* [Reading passage]
#####

Re: umass(4)/uhci(4) REALLY slow

From: Bruce Evans <bde_at_zeta.org.au> Date: Wed, 1 Oct 2003 15:00:34 +1000 (EST) · This archive was generated by hypermail 2.4.0 : Wed May 19 2021 - 11:37:24 UTC

On Tue, 30 Sep 2003, Nate Lawson wrote:

> Here are "iostat 5" results for my USB thumb drive on a uhci(4) controller
> with 5.1-CURRENT.  On windows on the same box, it runs reasonably quickly.
> On FreeBSD, it really lags.  This is for a cp of a large file to a
> msdosfs-mounted flash drive.
>
>      da0
>   KB/t tps  MB/s
>   1.07  41  0.04
>   1.00  41  0.04
>   1.02  41  0.04
>
> Is there something we're doing on uhci(4) that makes each transfer only
> 1 KB?  If we upped it to 32 KB, it would be a more reasonable 1.2 MB/sec
> which is still well under the USB 1.1 max speed.

This is probably due to something we're not doing in msdosfs.  1K is
probably your msdosfs file system block size.  msdosfs is missing support
for clustering.  None of the lower levels (buffer cache, driver, usb)
in FreeBSD does clustering (the buffer cache has some support for it,
but this is mostly turned off because the file system doesn't ask for
it).  The lower levels not in FreeBSD (firmware and hardware) apparently
don't do clustering either.  This results in abysmal performance if
the msdosfs block size is small.  It would be twice as abysmal with
the minimum block size of 512.  Similarly for ffs with small block sizes
and lots of fragments if write clustering is turned off if the drive
doesn't do it.

My early model SCSI ZIP100 drive gave similar performance (command
overhead of about 25 msec = 40 tps).  My not so early model ATA ZIP100
drive now does 230 tps; its tps is almost independent of the block
size for block sizes <= 4K, so its performance is reduced by a factor
of "only" up to 8 by using small block sizes.

The buffer cache also handles small block sizes poorly.  If nbuf is
2048, then a whole 1MB of data can be in the buffer cache for a file
system with a block size of 512.  Using such a file system will soon (*)
use most buffers for tinygrams and deplete the buffer cache for other
file systems.  However, disks will normally stay cached in VMIO buffers,
so this only thrashes the disk caches in memory, so it is now worse than
copying all the data several times per access.

(*) Only RSN with 41 tps :-).

Bruce

#####

* [Entries shown]
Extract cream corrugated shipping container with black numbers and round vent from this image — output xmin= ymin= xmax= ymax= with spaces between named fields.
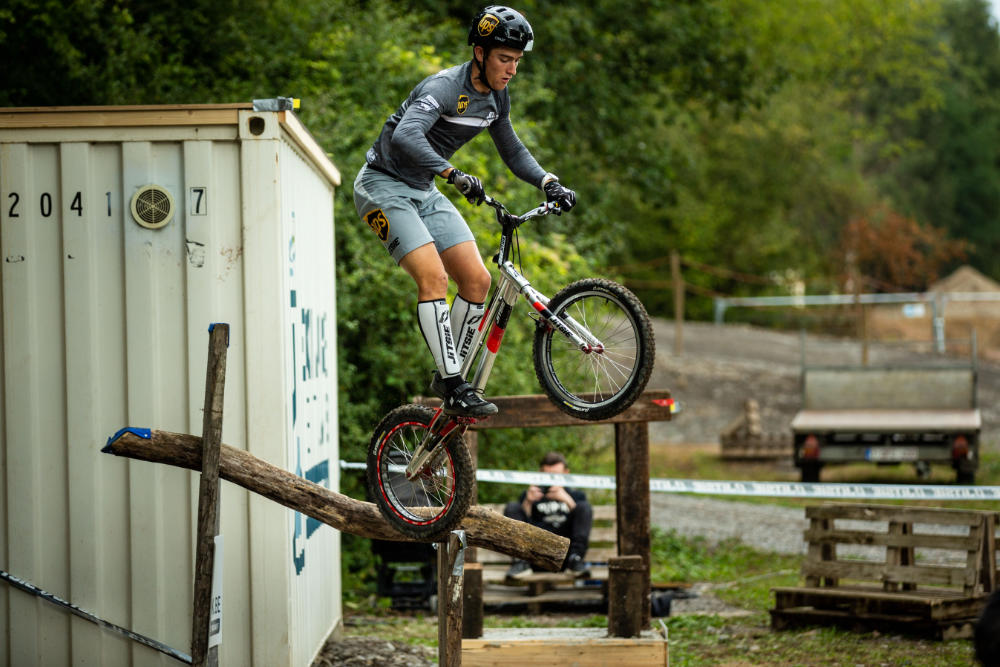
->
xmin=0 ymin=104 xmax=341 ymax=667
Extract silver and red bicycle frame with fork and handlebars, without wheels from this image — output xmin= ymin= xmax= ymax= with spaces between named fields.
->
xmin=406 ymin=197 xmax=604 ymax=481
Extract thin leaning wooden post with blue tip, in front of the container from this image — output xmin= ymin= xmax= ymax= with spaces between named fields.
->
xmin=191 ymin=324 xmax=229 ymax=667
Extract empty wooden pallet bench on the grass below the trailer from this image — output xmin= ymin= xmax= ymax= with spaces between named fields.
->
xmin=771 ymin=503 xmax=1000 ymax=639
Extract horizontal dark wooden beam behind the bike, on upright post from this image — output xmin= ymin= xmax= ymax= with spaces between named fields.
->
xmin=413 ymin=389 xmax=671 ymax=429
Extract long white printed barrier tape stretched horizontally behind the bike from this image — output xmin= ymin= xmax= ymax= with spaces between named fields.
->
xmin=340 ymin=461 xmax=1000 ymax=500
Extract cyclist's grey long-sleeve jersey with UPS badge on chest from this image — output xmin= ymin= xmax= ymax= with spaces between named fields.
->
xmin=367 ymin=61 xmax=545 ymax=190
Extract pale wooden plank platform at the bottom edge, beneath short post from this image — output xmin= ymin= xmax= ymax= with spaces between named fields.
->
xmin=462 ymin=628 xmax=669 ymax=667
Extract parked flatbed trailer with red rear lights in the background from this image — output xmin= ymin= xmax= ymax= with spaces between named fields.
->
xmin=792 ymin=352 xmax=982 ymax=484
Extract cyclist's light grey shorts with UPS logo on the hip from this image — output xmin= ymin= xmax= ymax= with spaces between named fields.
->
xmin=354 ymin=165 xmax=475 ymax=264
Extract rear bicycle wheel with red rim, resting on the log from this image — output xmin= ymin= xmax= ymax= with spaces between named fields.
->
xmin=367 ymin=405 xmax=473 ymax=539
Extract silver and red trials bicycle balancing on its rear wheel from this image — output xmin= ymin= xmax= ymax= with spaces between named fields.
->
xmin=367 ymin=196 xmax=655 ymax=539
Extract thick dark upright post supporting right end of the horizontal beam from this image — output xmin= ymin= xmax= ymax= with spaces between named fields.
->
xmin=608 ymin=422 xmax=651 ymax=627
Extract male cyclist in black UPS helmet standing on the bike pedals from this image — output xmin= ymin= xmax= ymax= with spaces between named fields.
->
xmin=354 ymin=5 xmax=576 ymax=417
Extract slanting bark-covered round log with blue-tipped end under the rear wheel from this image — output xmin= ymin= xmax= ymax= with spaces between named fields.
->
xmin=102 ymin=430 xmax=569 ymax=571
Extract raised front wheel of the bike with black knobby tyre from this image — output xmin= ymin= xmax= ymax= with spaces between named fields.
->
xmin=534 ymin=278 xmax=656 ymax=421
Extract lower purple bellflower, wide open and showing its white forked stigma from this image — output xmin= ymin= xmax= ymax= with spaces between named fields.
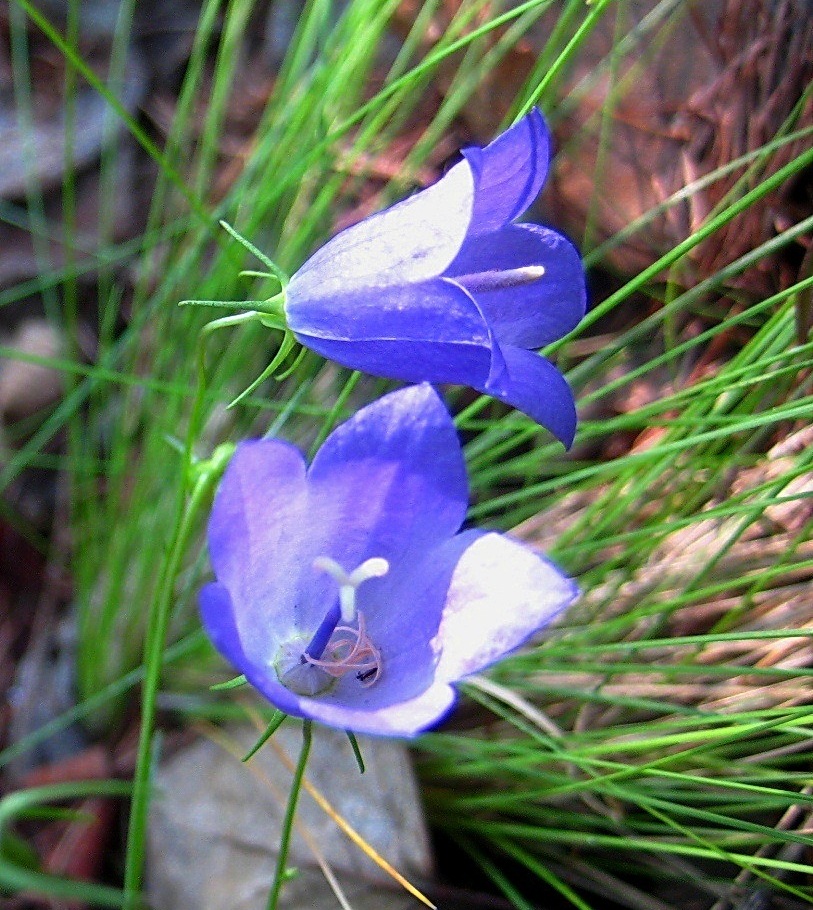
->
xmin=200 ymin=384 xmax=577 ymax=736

#####

* [Exercise instructions] In the reply about slow USB transfers above, what support does msdosfs lack?

* [Response area] Support for clustering.